» Source information:
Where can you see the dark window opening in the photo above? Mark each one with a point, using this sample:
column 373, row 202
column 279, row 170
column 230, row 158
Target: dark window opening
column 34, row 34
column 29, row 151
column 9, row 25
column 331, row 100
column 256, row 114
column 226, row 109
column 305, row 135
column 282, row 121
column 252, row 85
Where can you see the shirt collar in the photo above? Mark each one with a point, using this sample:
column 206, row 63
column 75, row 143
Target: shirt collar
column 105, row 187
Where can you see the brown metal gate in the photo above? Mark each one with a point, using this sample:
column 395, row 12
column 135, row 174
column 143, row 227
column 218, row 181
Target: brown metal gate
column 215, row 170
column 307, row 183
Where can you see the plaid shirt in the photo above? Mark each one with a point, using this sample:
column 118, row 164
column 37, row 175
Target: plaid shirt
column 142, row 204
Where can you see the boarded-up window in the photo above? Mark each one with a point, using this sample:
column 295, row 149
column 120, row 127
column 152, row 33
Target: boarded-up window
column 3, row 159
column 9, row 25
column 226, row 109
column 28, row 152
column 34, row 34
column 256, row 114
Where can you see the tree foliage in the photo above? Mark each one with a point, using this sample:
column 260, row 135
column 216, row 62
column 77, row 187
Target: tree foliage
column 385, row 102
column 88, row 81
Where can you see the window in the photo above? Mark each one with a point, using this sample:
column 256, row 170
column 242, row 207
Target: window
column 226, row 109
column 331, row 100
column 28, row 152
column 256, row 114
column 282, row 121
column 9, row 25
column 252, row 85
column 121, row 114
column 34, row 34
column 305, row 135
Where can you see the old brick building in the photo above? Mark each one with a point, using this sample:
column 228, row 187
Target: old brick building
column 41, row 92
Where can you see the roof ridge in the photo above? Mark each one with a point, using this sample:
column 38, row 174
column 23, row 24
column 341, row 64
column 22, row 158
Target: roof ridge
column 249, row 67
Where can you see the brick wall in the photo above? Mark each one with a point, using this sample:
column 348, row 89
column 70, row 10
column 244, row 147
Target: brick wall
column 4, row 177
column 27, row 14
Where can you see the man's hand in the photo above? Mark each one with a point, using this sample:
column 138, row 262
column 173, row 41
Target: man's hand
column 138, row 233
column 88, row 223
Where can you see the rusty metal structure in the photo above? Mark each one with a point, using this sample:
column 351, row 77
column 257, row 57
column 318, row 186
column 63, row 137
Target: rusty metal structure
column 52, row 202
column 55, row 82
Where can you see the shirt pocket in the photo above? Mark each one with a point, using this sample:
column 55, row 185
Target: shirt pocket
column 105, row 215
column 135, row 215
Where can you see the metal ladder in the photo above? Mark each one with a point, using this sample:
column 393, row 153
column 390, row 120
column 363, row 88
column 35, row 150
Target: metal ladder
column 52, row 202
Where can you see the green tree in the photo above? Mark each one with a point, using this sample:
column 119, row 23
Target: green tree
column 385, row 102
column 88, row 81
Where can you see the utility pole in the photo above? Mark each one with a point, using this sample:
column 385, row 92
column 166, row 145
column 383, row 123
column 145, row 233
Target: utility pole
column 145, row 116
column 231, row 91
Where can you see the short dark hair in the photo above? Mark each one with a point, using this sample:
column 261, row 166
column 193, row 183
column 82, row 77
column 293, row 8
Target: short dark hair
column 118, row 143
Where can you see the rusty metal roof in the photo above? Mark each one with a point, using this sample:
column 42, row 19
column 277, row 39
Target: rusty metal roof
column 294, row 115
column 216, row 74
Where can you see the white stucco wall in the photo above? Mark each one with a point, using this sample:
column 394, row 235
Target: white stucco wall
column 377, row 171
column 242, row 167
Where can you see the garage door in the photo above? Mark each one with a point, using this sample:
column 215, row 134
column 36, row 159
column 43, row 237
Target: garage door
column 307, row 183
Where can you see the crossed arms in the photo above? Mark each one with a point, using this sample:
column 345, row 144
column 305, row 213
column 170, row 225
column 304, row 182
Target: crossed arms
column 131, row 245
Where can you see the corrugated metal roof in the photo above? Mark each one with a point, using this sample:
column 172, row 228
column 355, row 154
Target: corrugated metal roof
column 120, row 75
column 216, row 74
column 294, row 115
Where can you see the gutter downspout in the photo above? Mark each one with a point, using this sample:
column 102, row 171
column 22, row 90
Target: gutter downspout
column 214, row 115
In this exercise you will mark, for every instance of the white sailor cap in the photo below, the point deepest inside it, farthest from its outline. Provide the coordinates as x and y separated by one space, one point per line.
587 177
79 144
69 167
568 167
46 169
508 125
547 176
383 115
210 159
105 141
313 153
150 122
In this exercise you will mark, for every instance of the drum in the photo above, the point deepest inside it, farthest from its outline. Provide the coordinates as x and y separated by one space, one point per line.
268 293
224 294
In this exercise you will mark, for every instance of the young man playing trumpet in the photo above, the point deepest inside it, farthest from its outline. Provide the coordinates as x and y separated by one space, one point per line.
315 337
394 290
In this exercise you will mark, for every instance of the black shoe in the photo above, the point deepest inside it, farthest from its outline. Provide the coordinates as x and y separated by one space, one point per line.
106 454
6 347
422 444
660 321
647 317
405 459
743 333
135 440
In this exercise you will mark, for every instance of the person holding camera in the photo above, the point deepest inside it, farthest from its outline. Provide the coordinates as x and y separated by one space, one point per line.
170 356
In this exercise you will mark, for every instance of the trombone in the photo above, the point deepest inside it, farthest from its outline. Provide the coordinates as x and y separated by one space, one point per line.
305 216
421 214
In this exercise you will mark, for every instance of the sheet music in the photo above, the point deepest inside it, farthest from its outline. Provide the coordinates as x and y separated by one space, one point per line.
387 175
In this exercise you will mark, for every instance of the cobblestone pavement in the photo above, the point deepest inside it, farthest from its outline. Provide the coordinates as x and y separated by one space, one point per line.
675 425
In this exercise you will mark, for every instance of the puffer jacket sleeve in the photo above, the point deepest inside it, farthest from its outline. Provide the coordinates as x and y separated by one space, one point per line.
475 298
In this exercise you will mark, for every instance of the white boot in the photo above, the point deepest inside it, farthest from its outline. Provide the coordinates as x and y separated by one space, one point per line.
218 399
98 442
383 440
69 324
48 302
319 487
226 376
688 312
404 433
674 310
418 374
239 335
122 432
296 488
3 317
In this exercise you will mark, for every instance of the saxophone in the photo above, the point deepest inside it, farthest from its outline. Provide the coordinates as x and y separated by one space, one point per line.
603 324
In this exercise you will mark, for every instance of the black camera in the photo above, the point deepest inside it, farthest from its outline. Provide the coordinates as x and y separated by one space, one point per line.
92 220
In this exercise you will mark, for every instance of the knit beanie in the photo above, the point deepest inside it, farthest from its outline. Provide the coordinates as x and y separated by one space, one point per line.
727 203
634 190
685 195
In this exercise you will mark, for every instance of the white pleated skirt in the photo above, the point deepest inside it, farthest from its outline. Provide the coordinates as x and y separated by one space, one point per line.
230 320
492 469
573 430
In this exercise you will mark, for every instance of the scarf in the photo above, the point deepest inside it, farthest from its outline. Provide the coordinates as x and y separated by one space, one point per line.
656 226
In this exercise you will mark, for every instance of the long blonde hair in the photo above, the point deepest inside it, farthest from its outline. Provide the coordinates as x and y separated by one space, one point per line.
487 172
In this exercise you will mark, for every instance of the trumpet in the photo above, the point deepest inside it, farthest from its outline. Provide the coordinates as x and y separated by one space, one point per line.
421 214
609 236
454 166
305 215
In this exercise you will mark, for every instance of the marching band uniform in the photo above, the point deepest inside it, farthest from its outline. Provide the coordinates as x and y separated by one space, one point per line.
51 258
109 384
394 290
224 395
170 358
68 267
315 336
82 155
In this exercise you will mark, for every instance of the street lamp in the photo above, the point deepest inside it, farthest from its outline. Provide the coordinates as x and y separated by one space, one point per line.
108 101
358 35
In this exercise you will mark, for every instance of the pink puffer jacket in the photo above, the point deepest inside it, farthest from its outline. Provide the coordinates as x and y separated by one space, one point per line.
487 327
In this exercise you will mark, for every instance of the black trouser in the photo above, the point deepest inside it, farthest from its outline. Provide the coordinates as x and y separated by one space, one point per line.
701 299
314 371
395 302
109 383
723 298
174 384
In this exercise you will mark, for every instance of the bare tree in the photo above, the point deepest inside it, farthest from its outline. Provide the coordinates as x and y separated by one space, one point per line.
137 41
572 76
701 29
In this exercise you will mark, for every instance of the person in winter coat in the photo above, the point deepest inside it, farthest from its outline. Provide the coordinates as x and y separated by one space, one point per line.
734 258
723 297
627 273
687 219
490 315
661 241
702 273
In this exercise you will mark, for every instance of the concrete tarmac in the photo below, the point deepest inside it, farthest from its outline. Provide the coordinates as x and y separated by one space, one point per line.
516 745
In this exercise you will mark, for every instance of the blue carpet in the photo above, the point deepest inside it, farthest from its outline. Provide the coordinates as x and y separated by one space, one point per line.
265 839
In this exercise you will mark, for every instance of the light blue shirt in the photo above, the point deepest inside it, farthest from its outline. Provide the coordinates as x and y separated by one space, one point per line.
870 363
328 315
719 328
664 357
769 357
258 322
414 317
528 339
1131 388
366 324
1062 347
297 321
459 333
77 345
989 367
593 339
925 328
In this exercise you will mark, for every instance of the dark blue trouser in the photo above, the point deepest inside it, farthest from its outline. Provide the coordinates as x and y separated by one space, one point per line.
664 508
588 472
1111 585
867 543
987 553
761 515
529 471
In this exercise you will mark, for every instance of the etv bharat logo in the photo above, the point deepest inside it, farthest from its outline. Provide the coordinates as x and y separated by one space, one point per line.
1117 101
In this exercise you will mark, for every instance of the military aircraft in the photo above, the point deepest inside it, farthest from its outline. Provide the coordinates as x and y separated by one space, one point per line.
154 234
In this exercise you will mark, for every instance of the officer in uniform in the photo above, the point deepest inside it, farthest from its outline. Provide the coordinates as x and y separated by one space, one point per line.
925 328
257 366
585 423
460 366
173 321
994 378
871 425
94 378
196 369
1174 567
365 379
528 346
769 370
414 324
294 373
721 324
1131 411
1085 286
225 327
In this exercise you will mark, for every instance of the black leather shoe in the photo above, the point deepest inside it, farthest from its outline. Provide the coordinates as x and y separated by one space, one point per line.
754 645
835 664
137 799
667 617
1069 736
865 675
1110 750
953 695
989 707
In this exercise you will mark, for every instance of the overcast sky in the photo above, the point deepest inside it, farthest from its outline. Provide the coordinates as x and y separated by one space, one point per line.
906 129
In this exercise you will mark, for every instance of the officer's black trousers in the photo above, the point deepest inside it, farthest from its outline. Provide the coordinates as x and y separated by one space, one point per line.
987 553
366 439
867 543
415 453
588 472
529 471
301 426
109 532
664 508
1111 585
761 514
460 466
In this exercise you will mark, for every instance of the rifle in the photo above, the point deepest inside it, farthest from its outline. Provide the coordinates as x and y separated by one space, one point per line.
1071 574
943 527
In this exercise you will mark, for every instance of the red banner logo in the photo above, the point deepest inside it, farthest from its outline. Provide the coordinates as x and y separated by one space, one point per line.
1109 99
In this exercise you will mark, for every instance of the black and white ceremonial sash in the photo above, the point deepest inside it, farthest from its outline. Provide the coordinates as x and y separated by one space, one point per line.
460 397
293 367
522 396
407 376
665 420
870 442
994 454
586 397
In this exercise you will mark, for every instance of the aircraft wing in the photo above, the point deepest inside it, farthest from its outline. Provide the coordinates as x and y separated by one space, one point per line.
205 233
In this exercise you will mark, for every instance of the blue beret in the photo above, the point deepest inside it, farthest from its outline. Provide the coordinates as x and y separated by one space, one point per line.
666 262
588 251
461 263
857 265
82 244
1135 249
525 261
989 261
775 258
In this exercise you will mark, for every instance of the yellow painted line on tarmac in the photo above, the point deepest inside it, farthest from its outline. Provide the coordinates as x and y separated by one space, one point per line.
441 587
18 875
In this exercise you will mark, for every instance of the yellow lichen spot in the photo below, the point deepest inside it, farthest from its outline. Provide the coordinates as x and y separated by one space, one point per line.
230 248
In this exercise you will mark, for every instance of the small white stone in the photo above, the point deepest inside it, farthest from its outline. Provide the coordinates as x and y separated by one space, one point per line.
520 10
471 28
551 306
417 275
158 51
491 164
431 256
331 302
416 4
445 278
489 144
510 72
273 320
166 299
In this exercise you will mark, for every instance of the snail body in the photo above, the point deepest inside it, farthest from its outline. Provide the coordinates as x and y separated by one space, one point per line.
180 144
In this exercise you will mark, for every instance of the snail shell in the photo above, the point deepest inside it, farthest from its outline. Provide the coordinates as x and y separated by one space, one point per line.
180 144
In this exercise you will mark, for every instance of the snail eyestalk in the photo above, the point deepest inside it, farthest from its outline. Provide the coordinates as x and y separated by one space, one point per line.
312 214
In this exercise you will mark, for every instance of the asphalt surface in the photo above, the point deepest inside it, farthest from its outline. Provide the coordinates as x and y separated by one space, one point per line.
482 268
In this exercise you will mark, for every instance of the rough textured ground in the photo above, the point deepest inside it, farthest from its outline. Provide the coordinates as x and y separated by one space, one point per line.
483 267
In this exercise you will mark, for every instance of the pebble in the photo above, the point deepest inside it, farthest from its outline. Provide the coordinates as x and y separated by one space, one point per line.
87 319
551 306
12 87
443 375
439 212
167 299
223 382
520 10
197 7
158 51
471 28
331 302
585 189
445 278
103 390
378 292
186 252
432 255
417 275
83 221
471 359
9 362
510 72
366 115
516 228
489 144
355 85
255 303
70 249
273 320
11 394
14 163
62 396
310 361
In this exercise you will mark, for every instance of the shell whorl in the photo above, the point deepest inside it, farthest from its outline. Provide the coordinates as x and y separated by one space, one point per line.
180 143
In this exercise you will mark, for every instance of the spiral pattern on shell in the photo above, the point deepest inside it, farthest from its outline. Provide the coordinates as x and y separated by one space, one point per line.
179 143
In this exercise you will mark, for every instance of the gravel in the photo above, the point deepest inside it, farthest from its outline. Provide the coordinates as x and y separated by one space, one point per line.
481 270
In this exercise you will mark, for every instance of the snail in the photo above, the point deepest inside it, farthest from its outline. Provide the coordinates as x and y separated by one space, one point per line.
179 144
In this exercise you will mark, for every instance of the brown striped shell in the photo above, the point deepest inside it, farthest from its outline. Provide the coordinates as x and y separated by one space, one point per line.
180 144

» Work order:
Everything above from the line containing "Where can you see the white" down to the line containing "Where can you see the corrugated" is to be transcribed exactly, with both of those lines included and nothing else added.

» Response:
Where can you see the white stucco wall in the photo above? Mark each one with a point, using this sample:
column 394, row 235
Target: white stucco wall
column 377, row 171
column 242, row 167
Where can you see the garage door in the photo above? Mark each one with a point, using this sample:
column 215, row 134
column 36, row 159
column 43, row 237
Target: garage door
column 307, row 183
Where can you see the crossed arms in the photo above? Mark each one with a point, using this sample:
column 345, row 144
column 305, row 213
column 170, row 225
column 304, row 182
Target: crossed arms
column 131, row 245
Where can you see the corrugated metal roof in the photo above? Mark each one with a point, using this sample:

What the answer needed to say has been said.